È passato un anno dallo scoppio della peggiore epidemia nella storia della Repubblica Democratica del Congo e la situazione preoccupa molto il personale sanitario che affronta quotidiamente le emergenze. A luglio, ogni settimana sono stati diagnosticati tra gli 80 e i 100 nuovi casi mentre a giugno c’è stato un primo paziente in Uganda, arrivato dalla RDC, mentre Goma, città di confine con un milione e mezzo di abitanti, proprio questa settimana ha registrato il decesso di un secondo caso.
Da agosto del 2018, l’Ebola ha contagiato più di 2600 persone, uccidendone circa 1700. Circa un terzo delle morti per Ebola è stato diagnosticato dopo il decesso, e passano in media sei giorni da quando si manifestano i primi sintomi a quando un paziente viene ammesso in un centro di trattamento o di transito – un periodo durante il quale le condizioni del paziente peggiorano e il virus può diffondersi contagiando altre persone. Oltre la metà dei 47 distretti sanitari in Nord Kivu e Ituri è stata colpita dall’epidemia, 18 sono considerati zone di trasmissione attiva, con nuovi casi confermati negli ultimi 21 giorni. Il 5% dei pazienti sono operatori sanitari.
È chiaro che la risposta internazionale non è ancora riuscita a contenere l’epidemia, nonostante la disponibilità di strumenti che nelle epidemie precedenti non c’erano o erano molto limitati, come i vaccini e trattamenti attualmente in fase di studio.
“Il secondo caso a Goma in una sola settimana è un dato preoccupante: il rischio in una grande città aumenta perché la densità di popolazione e le occasioni di contatto sono maggiori, come accaduto nella grande epidemia del 2014 in Africa occidentale” racconta la dott.ssa Claudia Lodesani, presidente di MSF e infettivologa con lunga esperienza di Ebola. “Questa epidemia è particolarmente complessa perché in una zona di guerra di difficile accesso. Per contenerla è urgente avviare strategie di prevenzione che ascoltino e coinvolgano i bisogni delle comunità.”

-- Compito assegnato 1 --
Nel testo sull'epidemia di Ebola, quante persone risultano contagiate da agosto del 2018?
-- Compito assegnato 2 --
Prosegui il testo sull'epidemia di Ebola dopo la sua ultima frase.

-- Dati grezzi --
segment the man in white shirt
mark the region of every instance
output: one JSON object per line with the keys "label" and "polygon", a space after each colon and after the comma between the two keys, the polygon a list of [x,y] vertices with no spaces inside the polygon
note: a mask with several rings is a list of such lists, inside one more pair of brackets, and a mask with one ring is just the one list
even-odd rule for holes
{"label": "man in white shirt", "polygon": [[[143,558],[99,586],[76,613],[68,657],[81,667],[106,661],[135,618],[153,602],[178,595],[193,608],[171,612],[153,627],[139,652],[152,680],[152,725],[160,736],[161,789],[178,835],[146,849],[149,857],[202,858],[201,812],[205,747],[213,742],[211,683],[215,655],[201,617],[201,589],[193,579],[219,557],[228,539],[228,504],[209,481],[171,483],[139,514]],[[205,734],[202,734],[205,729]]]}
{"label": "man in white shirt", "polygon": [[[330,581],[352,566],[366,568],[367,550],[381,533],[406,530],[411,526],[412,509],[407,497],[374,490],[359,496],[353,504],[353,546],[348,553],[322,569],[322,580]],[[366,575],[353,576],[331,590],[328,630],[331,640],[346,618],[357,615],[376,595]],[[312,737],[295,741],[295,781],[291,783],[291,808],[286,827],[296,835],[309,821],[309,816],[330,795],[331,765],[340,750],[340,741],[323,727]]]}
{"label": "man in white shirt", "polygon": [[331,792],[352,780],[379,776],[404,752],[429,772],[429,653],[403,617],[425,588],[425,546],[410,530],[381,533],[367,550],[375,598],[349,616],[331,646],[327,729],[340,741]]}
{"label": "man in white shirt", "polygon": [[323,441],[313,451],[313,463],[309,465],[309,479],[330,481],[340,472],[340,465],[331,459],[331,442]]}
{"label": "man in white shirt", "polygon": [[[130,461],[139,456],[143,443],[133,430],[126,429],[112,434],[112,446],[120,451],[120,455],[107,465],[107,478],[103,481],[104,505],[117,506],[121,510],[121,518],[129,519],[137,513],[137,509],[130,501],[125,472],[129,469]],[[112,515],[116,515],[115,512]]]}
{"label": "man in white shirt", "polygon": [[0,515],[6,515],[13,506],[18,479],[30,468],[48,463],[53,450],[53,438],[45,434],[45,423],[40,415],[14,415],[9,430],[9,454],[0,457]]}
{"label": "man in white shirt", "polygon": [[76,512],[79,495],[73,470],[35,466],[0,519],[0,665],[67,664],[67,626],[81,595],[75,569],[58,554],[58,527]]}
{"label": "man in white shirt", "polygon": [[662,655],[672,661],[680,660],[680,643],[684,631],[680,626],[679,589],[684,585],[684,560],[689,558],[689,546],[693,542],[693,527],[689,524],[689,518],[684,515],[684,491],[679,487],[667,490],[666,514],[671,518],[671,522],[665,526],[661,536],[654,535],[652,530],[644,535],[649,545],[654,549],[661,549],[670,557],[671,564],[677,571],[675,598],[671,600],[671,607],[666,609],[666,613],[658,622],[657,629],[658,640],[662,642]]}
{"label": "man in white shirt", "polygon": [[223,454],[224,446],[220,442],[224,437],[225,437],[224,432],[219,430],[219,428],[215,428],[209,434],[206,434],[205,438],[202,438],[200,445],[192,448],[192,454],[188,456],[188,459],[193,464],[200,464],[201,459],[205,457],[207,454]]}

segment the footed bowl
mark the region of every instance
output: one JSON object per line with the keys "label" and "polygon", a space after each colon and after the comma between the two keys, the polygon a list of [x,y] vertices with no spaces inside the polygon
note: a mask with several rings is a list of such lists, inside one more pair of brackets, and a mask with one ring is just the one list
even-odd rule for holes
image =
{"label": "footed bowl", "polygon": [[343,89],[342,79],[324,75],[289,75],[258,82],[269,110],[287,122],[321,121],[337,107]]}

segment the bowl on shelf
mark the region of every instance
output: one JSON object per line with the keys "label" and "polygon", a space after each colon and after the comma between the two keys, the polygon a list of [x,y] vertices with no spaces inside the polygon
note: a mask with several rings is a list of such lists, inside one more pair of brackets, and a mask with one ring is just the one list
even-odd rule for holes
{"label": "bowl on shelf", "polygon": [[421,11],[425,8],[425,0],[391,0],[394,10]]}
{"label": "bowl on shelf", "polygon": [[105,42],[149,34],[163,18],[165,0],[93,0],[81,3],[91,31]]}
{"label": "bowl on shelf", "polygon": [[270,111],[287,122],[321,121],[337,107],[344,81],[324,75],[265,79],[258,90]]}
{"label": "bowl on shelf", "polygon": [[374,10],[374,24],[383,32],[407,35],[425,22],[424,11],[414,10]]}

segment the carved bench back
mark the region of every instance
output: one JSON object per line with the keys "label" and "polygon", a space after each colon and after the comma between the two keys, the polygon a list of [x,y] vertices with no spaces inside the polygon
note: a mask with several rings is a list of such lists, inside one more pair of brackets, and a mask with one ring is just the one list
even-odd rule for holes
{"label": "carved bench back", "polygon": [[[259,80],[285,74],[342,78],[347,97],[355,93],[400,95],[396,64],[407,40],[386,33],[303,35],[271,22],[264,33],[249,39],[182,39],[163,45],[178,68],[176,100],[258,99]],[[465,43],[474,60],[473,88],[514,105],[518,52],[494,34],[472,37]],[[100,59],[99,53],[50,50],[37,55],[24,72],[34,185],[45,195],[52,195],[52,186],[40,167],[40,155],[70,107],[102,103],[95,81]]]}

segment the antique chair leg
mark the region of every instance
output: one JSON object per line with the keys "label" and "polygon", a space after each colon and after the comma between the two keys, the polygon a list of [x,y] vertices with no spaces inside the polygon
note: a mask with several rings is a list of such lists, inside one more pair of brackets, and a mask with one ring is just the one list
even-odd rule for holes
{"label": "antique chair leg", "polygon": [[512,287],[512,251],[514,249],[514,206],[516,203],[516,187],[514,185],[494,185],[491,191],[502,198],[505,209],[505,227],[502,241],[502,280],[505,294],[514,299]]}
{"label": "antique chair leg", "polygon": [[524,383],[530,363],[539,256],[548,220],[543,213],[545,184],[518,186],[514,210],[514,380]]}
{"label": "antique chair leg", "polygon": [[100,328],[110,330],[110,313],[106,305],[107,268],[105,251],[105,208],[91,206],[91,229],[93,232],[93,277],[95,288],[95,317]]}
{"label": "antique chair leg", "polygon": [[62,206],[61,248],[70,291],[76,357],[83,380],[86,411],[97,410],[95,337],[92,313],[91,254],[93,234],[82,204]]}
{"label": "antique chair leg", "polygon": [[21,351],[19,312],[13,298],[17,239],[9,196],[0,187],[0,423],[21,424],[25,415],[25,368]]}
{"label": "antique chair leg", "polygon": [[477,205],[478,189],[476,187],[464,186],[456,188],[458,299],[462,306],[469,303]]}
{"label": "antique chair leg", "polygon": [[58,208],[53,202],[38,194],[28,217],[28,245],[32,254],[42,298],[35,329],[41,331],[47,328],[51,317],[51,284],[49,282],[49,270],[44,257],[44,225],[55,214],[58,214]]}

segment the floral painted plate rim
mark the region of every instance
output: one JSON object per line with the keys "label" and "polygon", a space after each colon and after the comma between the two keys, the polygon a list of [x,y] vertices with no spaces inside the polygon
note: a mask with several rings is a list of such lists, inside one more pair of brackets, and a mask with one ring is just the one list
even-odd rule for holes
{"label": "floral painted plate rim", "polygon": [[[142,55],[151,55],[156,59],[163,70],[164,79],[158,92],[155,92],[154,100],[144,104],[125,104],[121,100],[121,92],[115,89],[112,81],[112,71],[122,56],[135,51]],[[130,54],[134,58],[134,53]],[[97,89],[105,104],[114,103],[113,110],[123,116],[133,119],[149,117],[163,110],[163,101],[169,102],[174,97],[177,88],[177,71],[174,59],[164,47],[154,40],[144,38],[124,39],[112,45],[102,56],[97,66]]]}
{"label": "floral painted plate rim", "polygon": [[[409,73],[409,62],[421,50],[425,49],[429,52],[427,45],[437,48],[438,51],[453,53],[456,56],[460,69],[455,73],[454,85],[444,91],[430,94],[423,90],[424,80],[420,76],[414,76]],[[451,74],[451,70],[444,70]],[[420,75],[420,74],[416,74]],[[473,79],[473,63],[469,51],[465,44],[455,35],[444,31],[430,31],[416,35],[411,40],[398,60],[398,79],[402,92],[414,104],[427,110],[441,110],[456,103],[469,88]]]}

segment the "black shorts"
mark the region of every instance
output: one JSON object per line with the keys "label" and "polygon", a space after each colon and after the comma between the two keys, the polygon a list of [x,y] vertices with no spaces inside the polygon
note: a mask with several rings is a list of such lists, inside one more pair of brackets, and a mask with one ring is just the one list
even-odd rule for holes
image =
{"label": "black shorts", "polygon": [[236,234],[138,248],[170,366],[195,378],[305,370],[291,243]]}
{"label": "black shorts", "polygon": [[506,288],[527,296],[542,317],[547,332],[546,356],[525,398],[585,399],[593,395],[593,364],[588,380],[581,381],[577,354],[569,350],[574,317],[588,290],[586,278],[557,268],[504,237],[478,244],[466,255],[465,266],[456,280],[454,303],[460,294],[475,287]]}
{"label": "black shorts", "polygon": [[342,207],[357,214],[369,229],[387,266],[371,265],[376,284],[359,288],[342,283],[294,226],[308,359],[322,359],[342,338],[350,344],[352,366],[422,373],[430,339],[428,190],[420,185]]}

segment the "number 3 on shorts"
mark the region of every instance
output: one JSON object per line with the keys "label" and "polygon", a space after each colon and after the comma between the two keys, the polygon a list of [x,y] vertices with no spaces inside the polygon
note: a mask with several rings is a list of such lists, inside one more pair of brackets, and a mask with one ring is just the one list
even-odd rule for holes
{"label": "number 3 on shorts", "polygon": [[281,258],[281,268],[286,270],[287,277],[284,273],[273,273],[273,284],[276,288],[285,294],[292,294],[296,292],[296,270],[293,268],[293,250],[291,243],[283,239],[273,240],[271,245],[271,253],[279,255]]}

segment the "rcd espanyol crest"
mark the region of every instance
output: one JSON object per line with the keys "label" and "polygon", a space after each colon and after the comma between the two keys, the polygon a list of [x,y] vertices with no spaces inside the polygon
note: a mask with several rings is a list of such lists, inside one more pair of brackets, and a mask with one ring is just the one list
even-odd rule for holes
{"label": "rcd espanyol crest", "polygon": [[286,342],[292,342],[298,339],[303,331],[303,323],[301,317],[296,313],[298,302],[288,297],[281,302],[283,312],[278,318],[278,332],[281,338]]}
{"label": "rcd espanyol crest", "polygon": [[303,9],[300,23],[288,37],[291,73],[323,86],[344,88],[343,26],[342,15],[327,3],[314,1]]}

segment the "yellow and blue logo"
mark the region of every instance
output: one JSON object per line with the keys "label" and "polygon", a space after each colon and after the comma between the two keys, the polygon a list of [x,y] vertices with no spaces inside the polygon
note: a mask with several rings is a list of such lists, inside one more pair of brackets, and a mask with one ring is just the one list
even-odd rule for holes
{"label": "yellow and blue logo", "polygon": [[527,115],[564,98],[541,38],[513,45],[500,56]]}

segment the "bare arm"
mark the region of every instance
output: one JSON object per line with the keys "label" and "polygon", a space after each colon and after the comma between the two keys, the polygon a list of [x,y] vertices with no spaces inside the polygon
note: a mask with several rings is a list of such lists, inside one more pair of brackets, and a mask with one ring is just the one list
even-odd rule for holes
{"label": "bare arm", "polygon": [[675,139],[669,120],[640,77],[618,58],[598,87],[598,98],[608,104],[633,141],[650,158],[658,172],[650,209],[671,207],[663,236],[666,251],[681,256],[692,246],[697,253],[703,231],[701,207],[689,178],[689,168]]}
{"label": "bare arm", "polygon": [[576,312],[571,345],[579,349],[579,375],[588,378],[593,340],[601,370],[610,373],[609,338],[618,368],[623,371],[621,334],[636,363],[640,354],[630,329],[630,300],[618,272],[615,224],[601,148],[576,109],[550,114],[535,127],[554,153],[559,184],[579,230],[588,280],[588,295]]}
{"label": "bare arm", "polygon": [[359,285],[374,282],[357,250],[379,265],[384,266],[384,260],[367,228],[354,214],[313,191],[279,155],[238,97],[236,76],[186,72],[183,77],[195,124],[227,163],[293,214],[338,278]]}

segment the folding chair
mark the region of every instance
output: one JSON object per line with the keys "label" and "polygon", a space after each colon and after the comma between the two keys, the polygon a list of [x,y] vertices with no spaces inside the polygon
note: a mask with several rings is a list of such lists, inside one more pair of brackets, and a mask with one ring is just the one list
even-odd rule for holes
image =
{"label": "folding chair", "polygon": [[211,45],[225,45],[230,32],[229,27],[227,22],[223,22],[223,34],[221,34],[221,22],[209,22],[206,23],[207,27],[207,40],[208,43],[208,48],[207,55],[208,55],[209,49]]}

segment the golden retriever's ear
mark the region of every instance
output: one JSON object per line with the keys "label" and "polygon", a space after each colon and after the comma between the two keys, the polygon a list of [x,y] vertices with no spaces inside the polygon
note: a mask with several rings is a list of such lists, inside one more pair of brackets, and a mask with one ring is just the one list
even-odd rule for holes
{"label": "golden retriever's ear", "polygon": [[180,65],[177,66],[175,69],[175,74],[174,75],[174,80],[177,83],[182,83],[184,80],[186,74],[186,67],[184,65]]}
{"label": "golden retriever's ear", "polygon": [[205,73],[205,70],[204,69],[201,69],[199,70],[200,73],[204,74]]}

-- Soluzione 1 --
Più di 2600 persone.

-- Soluzione 2 --
Dall’inizio dell’epidemia, l’insicurezza è stata una delle principali sfide per l’intervento. L’area nord orientale della DRC è una zona di conflitto da 25 anni, con diversi gruppi armati attivi nella zona. Inoltre, gli operatori sanitari impegnati contro l’Ebola non hanno ancora la fiducia delle comunità. Sono stati deliberatamente attaccati, e per questo attività cruciali come la ricerca e identificazione dei contatti, la verifica dei casi sospetti e le campagne di vaccinazione sono state sospese, ridotte o annullate. MSF stessa è stata costretta a lasciare Katwa e Butembo a febbraio, dopo violenti attacchi contro i centri di trattamento in cui operava.
I Centri di trattamento Ebola e i centri di transito sono impostati come un “sistema parallelo” e restano separati dal sistema sanitario a cui le persone sono abituate. Per questo vengono visti dalla popolazione come luoghi misteriosi, dove la gente va a morire dopo essere stata separata dalle proprie famiglie. Il 90% dei pazienti ricoverati quest’anno è risultato negativo al test per l’Ebola ed era affetto da altre patologie. Ma questi centri non hanno la capacità di fornire cure di qualità e personalizzate ai pazienti in attesa dei risultati del test.